SUPPLIED TEXT:
※ ※ ※
How can Parkinson’s Disease affect communication?

Catriona Lysaght – Senior Speech and Language Therapist, The Speech Centre

This is some general information about the different ways Parkinson’s disease can affect communication, followed by some handy tips for easier communication.


Adequate strength and coordination of the muscles used for breathing is necessary for maintaining sufficient loudness in conversation. If the muscles used for breathing in and out are stiff or poorly coordinated, this will affect the volume of speech.

The person may take shallow breaths, less frequent breaths or have difficulty coordinating their breathing and speaking. Poor posture will also affect the voice.


Voice is produced when the vocal cords close together to vibrate. In Parkinson’s disease the vocal cords may not close completely when the person is speaking resulting in a softer, weaker voice. The person’s voice may also sound monotonous and flat with little variation in pitch.


Speech may sound ‘slurred’ or mumbled. This is usually a result of stiffness, slowness or tremor of the muscles of the face, jaw, lips and tongue, or poor posture.

Facial Expression

Facial expression is an essential aspect of communication. Much information is conveyed through facial expression: happiness, excitement, fear or sadness. Lack of facial expression may be a feature of Parkinson’s disease. This ‘masking’ of facial expression is a result of rigidity and reduced movement in the muscles of the face. This may be wrongly interpreted as lack of comprehension or lack of interest in the conversation.


The person with Parkinson’s disease may have difficulty monitoring his/her speech. He/she may feel that their conversational partner needs a hearing aid rather than realising that it is his/her own voice that has become softer and more difficult to understand.


Tips to improve Communication

For the person with Parkinson’s disease

It is a good idea to tape your speech using a tape-recorder. This will help to give you an idea of how your speech sounds.

  • Try to talk more slowly and exaggerate your mouth movements

This will help to make your speech clearer and easier to understand.

  • If asked to repeat, try to speak more slowly and emphasise key words in the sentence

This may make the message easier to understand

  • Encourage the use of shorter sentences while speaking

Speaking in shorter sentences gives the person with Parkinson’s disease a chance to take a breath between each sentence.
※ ※ ※
EXCERPTED DATA:
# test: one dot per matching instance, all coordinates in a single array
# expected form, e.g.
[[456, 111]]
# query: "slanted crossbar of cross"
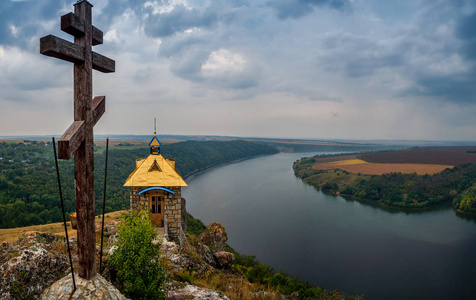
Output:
[[78, 139]]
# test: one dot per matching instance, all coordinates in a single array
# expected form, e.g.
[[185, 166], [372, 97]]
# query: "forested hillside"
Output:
[[29, 190], [455, 185]]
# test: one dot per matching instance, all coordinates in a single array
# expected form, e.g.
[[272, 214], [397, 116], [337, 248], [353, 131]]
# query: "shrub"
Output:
[[140, 272]]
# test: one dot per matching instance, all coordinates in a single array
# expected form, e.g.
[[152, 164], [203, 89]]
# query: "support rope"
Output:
[[103, 205], [64, 217]]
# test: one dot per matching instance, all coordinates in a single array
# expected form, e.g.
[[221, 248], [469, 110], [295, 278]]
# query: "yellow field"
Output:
[[363, 167], [12, 234]]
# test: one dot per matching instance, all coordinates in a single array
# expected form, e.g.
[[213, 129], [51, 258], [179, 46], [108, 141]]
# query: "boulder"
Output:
[[214, 237], [194, 292], [224, 259], [96, 288], [31, 266]]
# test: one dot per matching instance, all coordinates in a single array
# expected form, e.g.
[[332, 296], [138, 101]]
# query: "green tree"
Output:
[[140, 271]]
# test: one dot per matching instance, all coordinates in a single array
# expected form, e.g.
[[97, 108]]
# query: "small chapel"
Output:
[[156, 187]]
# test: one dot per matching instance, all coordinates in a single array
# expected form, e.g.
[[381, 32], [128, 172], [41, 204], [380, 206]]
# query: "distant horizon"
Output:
[[331, 69], [189, 136]]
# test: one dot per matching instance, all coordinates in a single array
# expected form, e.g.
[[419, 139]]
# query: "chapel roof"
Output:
[[155, 170]]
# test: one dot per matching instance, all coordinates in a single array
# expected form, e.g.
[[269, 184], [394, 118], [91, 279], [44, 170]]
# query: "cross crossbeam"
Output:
[[53, 46], [78, 138]]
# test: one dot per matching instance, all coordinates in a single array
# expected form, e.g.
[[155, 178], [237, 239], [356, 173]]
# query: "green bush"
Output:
[[140, 272]]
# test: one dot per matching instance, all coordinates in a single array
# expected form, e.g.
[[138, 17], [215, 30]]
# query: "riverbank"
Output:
[[336, 242], [407, 191]]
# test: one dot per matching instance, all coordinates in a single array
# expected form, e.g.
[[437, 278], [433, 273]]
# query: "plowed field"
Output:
[[426, 160], [426, 155]]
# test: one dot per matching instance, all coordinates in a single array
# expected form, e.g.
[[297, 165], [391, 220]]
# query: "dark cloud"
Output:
[[179, 19], [286, 9], [368, 64], [26, 17], [456, 89], [466, 31]]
※ ※ ※
WHAT YOU WILL DO:
(A) Reproduce the passage from the Parkinson's communication text from "The person may" up to and including "variation in pitch.".
(B) According to the Parkinson's communication text, what causes the "masking" of facial expression?
Nothing in the rows is needed here.

ANSWERS IN ORDER:
(A)
The person may take shallow breaths, less frequent breaths or have difficulty coordinating their breathing and speaking. Poor posture will also affect the voice.


Voice is produced when the vocal cords close together to vibrate. In Parkinson’s disease the vocal cords may not close completely when the person is speaking resulting in a softer, weaker voice. The person’s voice may also sound monotonous and flat with little variation in pitch.

(B) Rigidity and reduced movement in the muscles of the face.